SET TASK 1
Before the items, reproduce the passage of the 1838 in poetry article from "- William Wordsworth" up to and including "sentenced and hanged.", word for word.
SET TASK 2
For each statement below, state whether the 1838 in poetry article agrees with it, answering yes or no and quoting the deciding words from the article. (a) William Wordsworth received an honorary degree from Durham University. (b) "The Aboriginal Mother" first appeared in a book. (c) All volumes of The Poetical Works of Robert Southey were published in 1838.

EXCERPT TO READ
|  | List of years in poetry | (table) |

= 1838 in poetry =

Nationality words link to articles with information on the nation's poetry or literature (for instance, Irish or France).

==Events==
- Jane Johnston Schoolcraft writes the first known poems in the Ojibwe language.
- William Wordsworth granted an honorary Doctor of Civil Law degree by Durham University.
- December 13 - Irish-born Australian poet Eliza Hamilton Dunlop's "The Aboriginal Mother" is first published, in The Australian newspaper, between the perpetrators of the Myall Creek massacre (which it commemorates) being sentenced and hanged.

==Works published==

===United Kingdom===
- Elizabeth Barrett, later Elizabeth Barrett Browning, The Seraphim, and Other Poems
- Alexander Bethune, written with John Bethune, Tales and Sketches of the Scottish Peasantry
- Richard Hurrell Froude, died 1836, edited by John Keble and John Henry Newman, Remains of the late Richard Hurrell Froude
- Leigh Hunt Abou Ben Adhem and "Jenny Kissed Me"
- Letitia Elizabeth Landon, died October 15, writing under the pen name "L.E.L.", Fisher's Drawing Room Scrap Book, 1839
- Monckton Milnes, Memorials of Residence upon the Continent and Poems of Many Years
- Robert Southey, The Poetical Works of Robert Southey, volumes 3-5 (first two volumes published in 1837)

DATA ROWS
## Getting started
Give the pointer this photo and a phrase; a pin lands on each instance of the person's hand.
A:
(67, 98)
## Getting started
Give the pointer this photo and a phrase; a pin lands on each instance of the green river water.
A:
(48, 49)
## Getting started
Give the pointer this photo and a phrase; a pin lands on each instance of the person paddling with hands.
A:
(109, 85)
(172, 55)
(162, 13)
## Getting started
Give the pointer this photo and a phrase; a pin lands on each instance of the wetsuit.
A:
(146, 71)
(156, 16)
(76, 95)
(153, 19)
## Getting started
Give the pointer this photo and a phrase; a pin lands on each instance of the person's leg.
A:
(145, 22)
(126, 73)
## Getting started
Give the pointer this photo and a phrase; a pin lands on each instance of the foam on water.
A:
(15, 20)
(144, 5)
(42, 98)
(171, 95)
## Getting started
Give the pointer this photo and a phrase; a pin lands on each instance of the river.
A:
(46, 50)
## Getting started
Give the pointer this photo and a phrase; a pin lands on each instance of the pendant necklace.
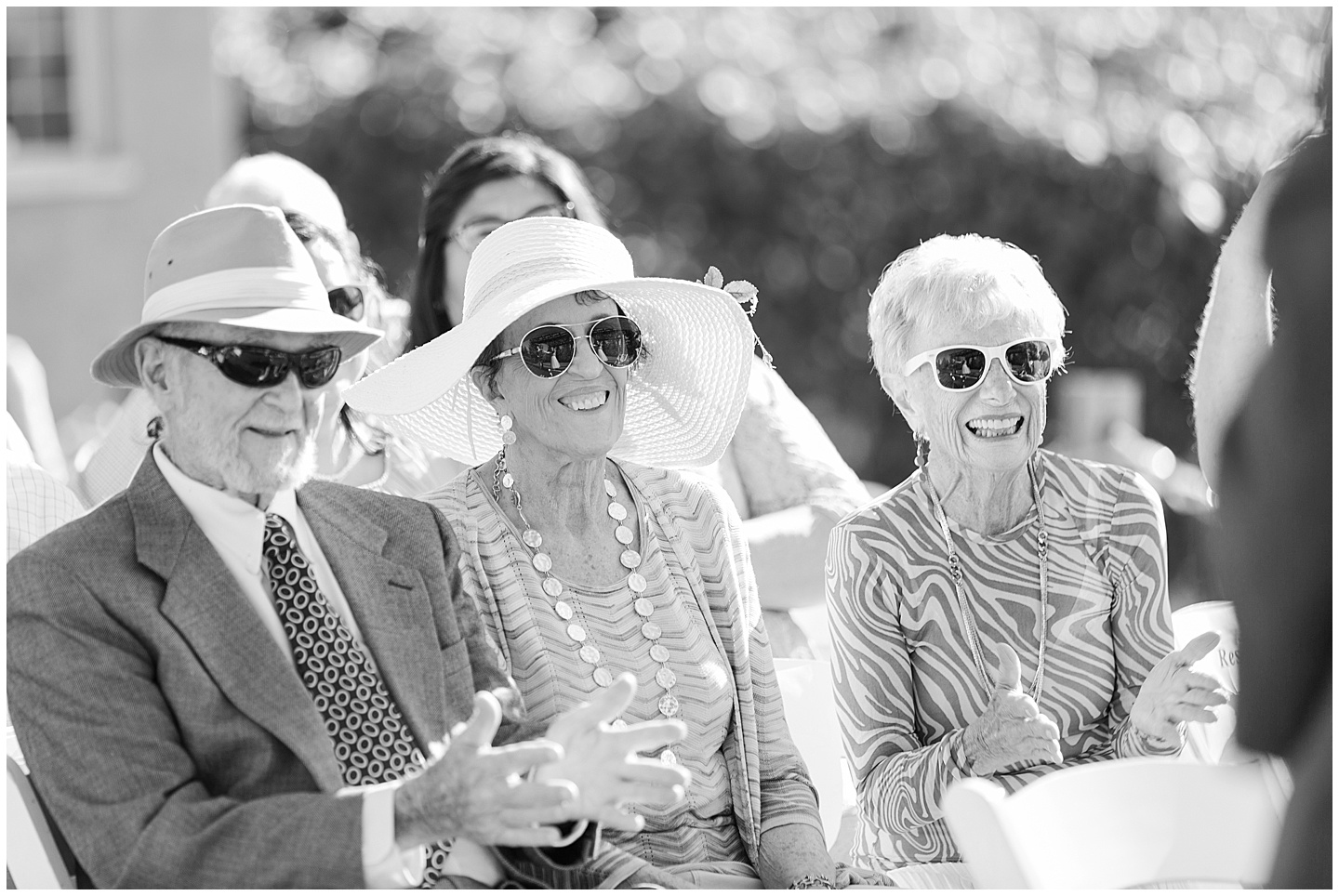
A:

WORKED SOLUTION 1
- William Wordsworth granted an honorary Doctor of Civil Law degree by Durham University.
- December 13 - Irish-born Australian poet Eliza Hamilton Dunlop's "The Aboriginal Mother" is first published, in The Australian newspaper, between the perpetrators of the Myall Creek massacre (which it commemorates) being sentenced and hanged.

WORKED SOLUTION 2
(a) Yes: "William Wordsworth granted an honorary Doctor of Civil Law degree by Durham University."
(b) No: "is first published, in The Australian newspaper"
(c) No: "volumes 3-5 (first two volumes published in 1837)"